• **WORK INSTRUCTIONS**
Pick out every line of the data below that contains the word "brown", and copy each of those lines in full.

--- BEGIN ---

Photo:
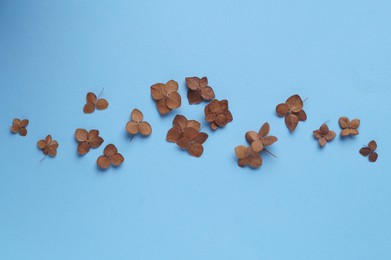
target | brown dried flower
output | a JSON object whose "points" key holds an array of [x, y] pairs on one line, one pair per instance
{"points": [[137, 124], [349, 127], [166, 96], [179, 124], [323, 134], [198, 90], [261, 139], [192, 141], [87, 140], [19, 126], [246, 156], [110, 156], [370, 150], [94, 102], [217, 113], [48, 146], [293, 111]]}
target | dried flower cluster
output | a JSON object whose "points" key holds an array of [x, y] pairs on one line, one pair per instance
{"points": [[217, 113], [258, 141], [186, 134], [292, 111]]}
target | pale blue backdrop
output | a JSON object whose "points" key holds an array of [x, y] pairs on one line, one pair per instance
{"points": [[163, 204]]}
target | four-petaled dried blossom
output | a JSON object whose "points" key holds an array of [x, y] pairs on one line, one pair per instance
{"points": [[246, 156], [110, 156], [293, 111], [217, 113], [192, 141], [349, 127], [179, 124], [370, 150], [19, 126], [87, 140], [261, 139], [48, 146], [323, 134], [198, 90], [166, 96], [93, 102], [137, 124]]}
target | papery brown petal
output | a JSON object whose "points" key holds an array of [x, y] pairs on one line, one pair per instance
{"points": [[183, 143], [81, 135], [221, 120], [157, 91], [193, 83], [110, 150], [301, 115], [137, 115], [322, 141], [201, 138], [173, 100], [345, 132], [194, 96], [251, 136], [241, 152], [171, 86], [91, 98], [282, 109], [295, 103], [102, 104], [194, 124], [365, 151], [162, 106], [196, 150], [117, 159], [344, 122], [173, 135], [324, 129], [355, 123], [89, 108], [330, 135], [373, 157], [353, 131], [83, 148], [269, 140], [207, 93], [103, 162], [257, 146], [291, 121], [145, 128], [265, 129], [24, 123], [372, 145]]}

--- END ---
--- BEGIN ---

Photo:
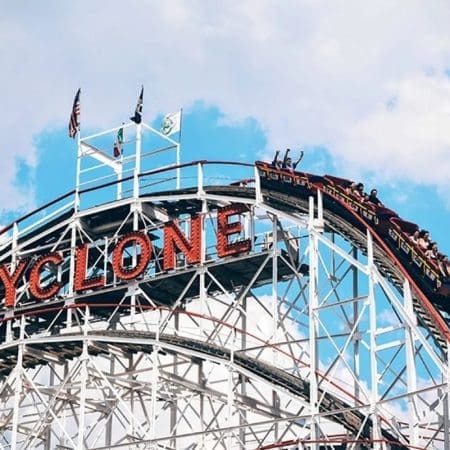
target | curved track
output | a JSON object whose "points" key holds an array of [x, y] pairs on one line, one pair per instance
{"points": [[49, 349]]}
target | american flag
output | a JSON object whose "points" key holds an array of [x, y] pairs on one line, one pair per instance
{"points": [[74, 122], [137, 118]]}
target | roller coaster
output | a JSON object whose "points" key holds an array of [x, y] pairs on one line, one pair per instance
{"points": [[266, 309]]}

--- END ---

• **COMPLETE OUTPUT**
target | brown dried flower
target | papery brown petal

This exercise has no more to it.